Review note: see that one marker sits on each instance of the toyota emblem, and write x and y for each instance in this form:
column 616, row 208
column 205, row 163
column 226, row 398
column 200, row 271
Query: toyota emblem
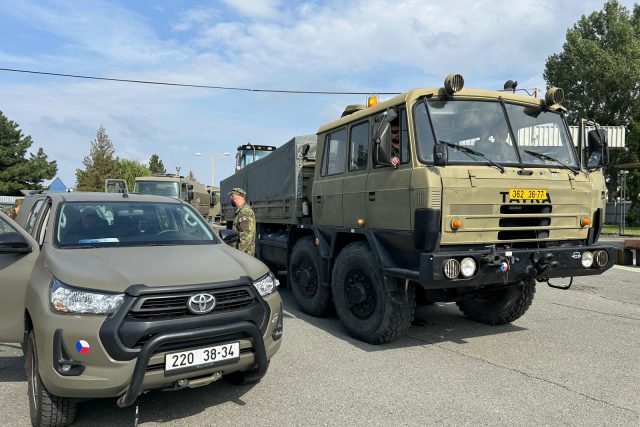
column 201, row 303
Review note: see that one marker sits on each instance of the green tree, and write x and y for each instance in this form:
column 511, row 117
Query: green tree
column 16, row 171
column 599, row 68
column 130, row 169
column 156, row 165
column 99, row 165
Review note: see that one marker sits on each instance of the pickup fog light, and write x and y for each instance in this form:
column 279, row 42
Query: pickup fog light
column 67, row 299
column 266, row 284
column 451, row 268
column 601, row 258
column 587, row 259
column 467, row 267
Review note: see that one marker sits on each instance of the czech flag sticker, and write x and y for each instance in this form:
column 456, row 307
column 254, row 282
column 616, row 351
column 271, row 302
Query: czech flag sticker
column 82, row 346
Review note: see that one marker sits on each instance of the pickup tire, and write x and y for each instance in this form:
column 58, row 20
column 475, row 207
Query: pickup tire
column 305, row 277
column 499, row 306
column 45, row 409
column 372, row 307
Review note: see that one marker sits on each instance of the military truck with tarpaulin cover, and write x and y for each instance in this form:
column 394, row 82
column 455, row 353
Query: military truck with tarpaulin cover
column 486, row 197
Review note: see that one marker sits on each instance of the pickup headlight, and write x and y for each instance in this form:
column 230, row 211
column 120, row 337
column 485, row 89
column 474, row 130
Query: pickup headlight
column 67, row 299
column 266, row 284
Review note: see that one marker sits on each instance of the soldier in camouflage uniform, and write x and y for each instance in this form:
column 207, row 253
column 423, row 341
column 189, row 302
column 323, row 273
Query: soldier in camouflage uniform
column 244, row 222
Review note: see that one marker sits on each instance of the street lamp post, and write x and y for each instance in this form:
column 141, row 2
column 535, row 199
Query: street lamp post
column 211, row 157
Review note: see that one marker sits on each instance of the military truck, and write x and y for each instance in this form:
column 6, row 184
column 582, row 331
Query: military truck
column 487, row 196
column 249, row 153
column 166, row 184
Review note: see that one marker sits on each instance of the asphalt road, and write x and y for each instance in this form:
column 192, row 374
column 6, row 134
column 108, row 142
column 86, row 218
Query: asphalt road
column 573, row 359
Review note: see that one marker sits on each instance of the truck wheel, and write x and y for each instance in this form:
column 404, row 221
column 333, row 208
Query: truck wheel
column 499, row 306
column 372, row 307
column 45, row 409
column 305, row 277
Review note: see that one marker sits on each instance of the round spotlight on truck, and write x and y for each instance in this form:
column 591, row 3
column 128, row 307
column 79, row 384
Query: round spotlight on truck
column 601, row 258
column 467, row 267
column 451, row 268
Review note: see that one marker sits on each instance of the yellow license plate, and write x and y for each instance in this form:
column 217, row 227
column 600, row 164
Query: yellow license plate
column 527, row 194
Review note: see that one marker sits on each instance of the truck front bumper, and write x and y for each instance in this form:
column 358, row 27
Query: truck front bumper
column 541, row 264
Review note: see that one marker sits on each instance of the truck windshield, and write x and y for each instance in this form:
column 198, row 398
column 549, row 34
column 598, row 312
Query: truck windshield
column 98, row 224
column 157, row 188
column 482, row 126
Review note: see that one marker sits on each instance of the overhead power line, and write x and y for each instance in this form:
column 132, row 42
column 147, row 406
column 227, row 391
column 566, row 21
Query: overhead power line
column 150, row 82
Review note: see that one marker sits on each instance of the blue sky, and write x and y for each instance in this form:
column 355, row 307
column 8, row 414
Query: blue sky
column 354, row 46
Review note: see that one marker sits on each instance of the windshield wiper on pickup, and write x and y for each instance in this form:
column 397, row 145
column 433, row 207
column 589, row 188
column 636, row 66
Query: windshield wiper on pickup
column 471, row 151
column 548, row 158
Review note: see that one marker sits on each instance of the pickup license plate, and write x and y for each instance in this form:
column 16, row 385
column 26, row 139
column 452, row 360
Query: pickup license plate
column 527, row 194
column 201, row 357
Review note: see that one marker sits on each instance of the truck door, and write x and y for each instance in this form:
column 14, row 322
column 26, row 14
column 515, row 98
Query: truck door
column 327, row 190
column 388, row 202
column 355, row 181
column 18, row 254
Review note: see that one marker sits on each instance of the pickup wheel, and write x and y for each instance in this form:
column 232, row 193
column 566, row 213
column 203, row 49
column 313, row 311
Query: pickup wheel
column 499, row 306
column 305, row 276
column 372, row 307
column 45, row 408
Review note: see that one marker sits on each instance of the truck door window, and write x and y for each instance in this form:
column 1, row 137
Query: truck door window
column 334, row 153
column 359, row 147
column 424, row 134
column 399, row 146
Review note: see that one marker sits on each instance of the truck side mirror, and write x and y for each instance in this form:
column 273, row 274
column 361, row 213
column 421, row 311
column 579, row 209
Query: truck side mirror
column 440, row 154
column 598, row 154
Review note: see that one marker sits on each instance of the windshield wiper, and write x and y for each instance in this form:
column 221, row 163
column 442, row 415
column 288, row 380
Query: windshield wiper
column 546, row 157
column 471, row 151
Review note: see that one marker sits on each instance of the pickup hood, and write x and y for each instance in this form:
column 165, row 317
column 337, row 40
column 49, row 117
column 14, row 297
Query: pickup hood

==

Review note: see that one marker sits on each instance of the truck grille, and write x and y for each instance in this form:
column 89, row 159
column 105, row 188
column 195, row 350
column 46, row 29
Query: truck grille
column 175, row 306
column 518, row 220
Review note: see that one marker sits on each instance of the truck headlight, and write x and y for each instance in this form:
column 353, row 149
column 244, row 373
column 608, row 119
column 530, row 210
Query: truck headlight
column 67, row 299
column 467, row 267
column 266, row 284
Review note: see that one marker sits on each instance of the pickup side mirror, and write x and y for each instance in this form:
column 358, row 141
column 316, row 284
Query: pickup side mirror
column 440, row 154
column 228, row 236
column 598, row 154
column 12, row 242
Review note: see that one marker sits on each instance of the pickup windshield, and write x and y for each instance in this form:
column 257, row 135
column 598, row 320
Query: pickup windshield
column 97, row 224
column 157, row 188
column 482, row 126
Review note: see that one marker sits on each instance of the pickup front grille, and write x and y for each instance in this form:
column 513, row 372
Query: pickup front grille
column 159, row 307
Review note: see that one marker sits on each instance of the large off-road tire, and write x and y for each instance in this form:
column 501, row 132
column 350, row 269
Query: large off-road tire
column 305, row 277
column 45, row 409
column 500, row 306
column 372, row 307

Aim of the task:
Tell how many lines in the material contain the string "hood". Nothing but the number is needed.

Response box:
2